WHAT IS REQUIRED. Could you write out the passage on HSCR risk stratification in full, word for word?

READING TEXT Block Start

Our observations argue for the use of these three significant polymorphisms as a basis for risk stratification of HSCR since ∼50% of the newborn population is protected, ∼27% has average risk while the remaining 23% have elevated risk. This type of stratification may lead to an improved search for biological and environmental factors that precipitate clinical disease. More importantly, such risk stratification may help in our understanding of the causes of clinical complications, such as enterocolitis, that are a significant cause of morbidity and mortality in HSCR. Finally, since these polymorphisms are simply inherited we infer that probands with varying numbers of susceptibility alleles will also predict significantly different recurrence risk to their siblings and other relatives.

READING TEXT Block End
DATA Block Start

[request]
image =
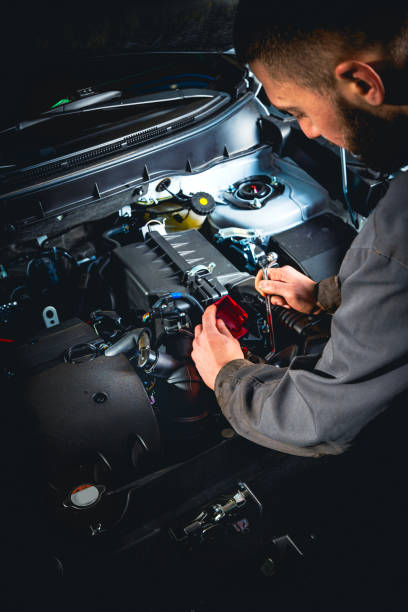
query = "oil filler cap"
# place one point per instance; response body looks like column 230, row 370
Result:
column 202, row 203
column 84, row 496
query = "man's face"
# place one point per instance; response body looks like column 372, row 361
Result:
column 379, row 142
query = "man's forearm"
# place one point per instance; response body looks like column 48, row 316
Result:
column 328, row 294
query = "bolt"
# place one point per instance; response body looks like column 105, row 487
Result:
column 100, row 397
column 256, row 203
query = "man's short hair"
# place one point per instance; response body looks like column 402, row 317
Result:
column 306, row 40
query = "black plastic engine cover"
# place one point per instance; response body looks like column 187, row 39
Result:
column 97, row 408
column 162, row 264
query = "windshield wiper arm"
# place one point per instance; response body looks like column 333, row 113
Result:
column 67, row 110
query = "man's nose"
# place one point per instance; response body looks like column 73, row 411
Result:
column 308, row 128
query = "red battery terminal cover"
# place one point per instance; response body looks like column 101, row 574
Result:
column 233, row 316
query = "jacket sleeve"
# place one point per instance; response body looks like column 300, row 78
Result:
column 317, row 407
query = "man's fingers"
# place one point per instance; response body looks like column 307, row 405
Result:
column 274, row 288
column 222, row 328
column 277, row 300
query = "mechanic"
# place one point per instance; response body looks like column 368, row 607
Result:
column 341, row 71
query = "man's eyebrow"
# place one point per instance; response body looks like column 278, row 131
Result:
column 288, row 109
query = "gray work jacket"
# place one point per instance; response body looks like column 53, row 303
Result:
column 316, row 406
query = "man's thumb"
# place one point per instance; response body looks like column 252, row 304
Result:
column 222, row 328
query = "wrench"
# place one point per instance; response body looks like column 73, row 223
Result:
column 268, row 262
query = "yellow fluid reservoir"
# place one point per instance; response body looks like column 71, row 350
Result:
column 184, row 219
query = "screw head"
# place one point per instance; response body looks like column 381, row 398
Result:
column 100, row 397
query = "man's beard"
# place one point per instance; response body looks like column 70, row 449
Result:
column 379, row 143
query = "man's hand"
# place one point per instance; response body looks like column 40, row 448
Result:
column 289, row 288
column 213, row 346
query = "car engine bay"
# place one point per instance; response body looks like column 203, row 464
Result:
column 108, row 260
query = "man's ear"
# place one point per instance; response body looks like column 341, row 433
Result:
column 358, row 80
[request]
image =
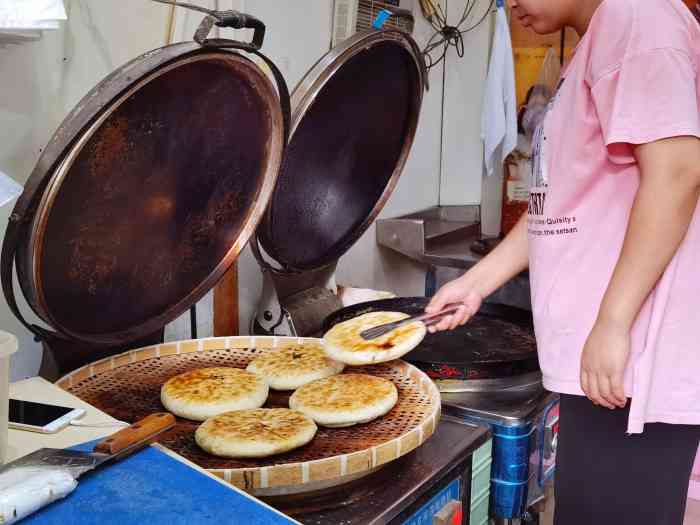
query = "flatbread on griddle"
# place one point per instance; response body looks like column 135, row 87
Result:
column 255, row 433
column 207, row 392
column 290, row 367
column 345, row 399
column 344, row 343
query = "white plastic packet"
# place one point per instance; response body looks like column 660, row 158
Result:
column 9, row 189
column 23, row 491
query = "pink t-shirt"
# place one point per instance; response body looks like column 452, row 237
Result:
column 633, row 80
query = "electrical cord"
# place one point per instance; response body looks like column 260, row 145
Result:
column 104, row 424
column 448, row 35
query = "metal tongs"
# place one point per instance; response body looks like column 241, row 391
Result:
column 426, row 318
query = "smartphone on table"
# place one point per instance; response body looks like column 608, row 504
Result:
column 40, row 417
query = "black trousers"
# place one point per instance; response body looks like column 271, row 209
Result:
column 606, row 477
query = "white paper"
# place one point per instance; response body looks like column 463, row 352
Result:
column 9, row 189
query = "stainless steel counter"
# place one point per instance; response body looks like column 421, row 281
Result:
column 387, row 494
column 441, row 238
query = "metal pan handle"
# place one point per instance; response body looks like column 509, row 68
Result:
column 232, row 19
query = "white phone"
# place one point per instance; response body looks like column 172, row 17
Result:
column 39, row 417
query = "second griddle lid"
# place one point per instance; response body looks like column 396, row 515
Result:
column 354, row 117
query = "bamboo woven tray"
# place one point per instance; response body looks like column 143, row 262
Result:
column 127, row 387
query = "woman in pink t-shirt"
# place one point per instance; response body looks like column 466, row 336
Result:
column 612, row 243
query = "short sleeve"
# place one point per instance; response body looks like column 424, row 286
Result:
column 650, row 96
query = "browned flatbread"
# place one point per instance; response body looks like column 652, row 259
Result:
column 290, row 367
column 206, row 392
column 344, row 343
column 255, row 433
column 345, row 399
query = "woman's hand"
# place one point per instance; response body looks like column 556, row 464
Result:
column 603, row 364
column 458, row 291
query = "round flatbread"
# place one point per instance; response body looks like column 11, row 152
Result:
column 344, row 343
column 345, row 399
column 207, row 392
column 255, row 433
column 290, row 367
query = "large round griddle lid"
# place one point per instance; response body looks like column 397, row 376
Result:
column 149, row 189
column 497, row 342
column 354, row 117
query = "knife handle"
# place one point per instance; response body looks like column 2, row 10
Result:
column 139, row 433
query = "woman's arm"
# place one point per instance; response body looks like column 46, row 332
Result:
column 662, row 212
column 506, row 261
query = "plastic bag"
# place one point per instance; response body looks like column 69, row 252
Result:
column 540, row 94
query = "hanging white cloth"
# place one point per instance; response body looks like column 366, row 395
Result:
column 9, row 189
column 23, row 20
column 499, row 120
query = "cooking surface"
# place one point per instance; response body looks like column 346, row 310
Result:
column 132, row 390
column 497, row 340
column 380, row 497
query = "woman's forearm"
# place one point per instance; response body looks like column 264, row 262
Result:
column 506, row 261
column 659, row 220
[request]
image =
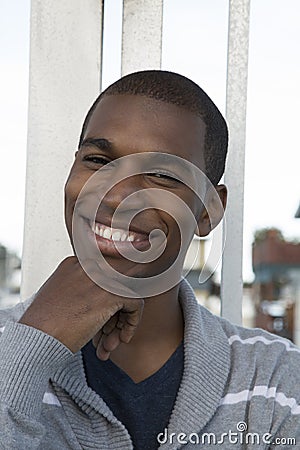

DATA Block End

EXERCISE SOLUTION.
Our observations argue for the use of these three significant polymorphisms as a basis for risk stratification of HSCR since ∼50% of the newborn population is protected, ∼27% has average risk while the remaining 23% have elevated risk. This type of stratification may lead to an improved search for biological and environmental factors that precipitate clinical disease. More importantly, such risk stratification may help in our understanding of the causes of clinical complications, such as enterocolitis, that are a significant cause of morbidity and mortality in HSCR. Finally, since these polymorphisms are simply inherited we infer that probands with varying numbers of susceptibility alleles will also predict significantly different recurrence risk to their siblings and other relatives.